Given problem:
Return every line of the listing below that contains the word "cluster".

Supplied records:
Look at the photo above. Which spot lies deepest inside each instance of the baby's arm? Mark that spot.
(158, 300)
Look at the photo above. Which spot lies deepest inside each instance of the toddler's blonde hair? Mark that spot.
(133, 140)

...

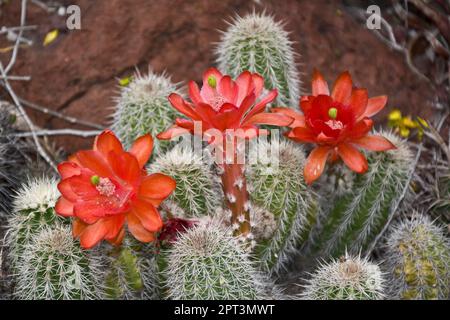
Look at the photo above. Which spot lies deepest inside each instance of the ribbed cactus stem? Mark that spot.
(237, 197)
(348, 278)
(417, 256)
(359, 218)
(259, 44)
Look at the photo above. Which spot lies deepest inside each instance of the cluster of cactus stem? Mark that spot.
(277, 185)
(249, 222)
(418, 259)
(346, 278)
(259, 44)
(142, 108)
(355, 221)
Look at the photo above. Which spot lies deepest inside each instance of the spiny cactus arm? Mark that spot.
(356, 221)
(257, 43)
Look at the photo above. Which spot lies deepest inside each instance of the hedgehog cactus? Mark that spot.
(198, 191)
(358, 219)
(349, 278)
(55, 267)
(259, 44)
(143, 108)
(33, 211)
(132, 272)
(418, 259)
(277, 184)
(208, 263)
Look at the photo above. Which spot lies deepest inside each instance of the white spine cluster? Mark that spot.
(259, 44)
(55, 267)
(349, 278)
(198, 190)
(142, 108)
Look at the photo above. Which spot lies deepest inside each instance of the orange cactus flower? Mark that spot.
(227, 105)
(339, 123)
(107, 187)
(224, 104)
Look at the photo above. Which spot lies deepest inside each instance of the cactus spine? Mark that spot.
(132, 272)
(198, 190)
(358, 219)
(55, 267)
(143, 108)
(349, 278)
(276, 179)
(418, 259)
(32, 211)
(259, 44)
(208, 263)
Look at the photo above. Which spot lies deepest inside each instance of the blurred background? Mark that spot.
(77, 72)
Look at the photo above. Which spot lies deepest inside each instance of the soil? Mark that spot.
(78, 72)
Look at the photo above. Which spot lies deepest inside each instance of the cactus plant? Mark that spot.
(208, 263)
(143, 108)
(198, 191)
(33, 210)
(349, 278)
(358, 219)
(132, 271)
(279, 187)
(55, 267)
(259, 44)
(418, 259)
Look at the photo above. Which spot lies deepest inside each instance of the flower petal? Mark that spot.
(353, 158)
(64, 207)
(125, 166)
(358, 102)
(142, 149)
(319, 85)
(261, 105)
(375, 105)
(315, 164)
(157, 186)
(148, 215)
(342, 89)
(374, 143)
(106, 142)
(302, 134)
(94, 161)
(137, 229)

The result:
Look at the photo above. Which spot lies deepest inside each instance of the cluster of cactus stem? Mark that spot.
Look at the photo above. Which spot lies deepest inside each instance of the white spine cluster? Mark that spot.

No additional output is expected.